**Exercise passage**.
France’s National Assembly is discussing plans to change the law that obliges all teachers to teach in French, from kindergarten to university. By relaxing the law the French hope to attract more international students, but the idea is heavily opposed by a politicians and teachers that fear that France will lose its cultural identity.
Five people discussing Proust
Geneviève Fioraso, the French Minister of Higher Education started the debate because she is afraid that France is being left behind in the international ‘battle for brains’. She fears that French universities end up as places where “five people sit around a table discussing Proust”. Higher education has to open up says Fioraso and the language barrier makes it hard to attract foreign students, teachers and start joint-degree programs with universities from other countries.
Even with the strict rules, around 400 master’s programs and 790 training courses are offered in English. The survey English Taught Master’s in Europe 2012 showed that only Germany currently has more universities that offer courses in English, however the number of courses is relatively low. In Germany the number has risen from 88 in 2007 to 632. The number of English courses offered by Dutch universities has more than doubled since 2007 to over 800.
Trying to attract the best
The number of English courses has risen steeply since the start of the Bologna process. More students prefer English programs to increase their mobility and to get access to top-quality international teaching and research material. The proposed change in legislature is supported by a group of world-class researchers, including Nobel prize winner Francoise Barre-Sinoussi, who discovered the HIV-virus.

**Data provided**.
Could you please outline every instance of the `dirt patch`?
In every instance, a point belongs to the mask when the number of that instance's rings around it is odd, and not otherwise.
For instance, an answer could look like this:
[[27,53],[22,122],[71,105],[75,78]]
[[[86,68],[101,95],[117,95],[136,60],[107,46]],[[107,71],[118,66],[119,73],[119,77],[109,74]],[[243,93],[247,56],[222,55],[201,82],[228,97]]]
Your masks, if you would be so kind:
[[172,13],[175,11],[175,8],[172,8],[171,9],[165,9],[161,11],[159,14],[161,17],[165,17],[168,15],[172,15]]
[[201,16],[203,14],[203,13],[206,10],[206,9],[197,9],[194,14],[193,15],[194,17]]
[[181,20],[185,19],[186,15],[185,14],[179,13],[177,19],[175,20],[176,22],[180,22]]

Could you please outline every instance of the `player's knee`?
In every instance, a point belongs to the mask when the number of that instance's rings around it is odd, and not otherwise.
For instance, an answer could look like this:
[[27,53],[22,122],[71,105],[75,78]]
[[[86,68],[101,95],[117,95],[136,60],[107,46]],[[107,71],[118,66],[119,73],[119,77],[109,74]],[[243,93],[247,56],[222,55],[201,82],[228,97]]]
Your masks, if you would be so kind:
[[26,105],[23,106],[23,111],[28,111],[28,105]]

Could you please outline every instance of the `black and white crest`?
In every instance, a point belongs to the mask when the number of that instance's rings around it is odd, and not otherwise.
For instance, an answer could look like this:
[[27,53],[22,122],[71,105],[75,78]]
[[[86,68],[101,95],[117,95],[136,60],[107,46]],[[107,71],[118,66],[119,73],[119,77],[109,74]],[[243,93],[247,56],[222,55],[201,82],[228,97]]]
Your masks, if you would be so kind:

**Brief 1**. Return everything in the article on France's teaching-language law from "Five people discussing" down to "from other countries.".
**Brief 2**.
Answer the following from the article on France's teaching-language law:
(a) Who started the debate over changing the law?
(b) To what number has the count of English-taught courses in Germany risen since 2007, when it stood at 88?
(c) Which Nobel prize winner is named as supporting the proposed change?
**Brief 3**. Write the next part of the article on France's teaching-language law, continuing from its final sentence.

**Expected answer 1**.
Five people discussing Proust
Geneviève Fioraso, the French Minister of Higher Education started the debate because she is afraid that France is being left behind in the international ‘battle for brains’. She fears that French universities end up as places where “five people sit around a table discussing Proust”. Higher education has to open up says Fioraso and the language barrier makes it hard to attract foreign students, teachers and start joint-degree programs with universities from other countries.

**Expected answer 2**.
(a) Geneviève Fioraso, the French Minister of Higher Education.
(b) 632.
(c) Francoise Barre-Sinoussi.

**Expected answer 3**.
The education unions strongly oppose and threatened with a strike, they believe that France’s cultural heritage is at stake. The Academie Française fears the marginalization of the French language, not only in France but also in Francophone Africa. Fioraso disagrees and points out that France recently has dropped from the third to the fifth place on the ranking of most attractive countries for higher education. Fioraso adds that especially the most talented students seek alternatives for France.
President Hollande hopes by changing the law to attract more foreign students and help French graduates to compete in a global economy as the country struggles to regain competitiveness. Youth unemployment lies at 25 percent and the number of young people that work and study abroad has risen since the start of the economic crisis.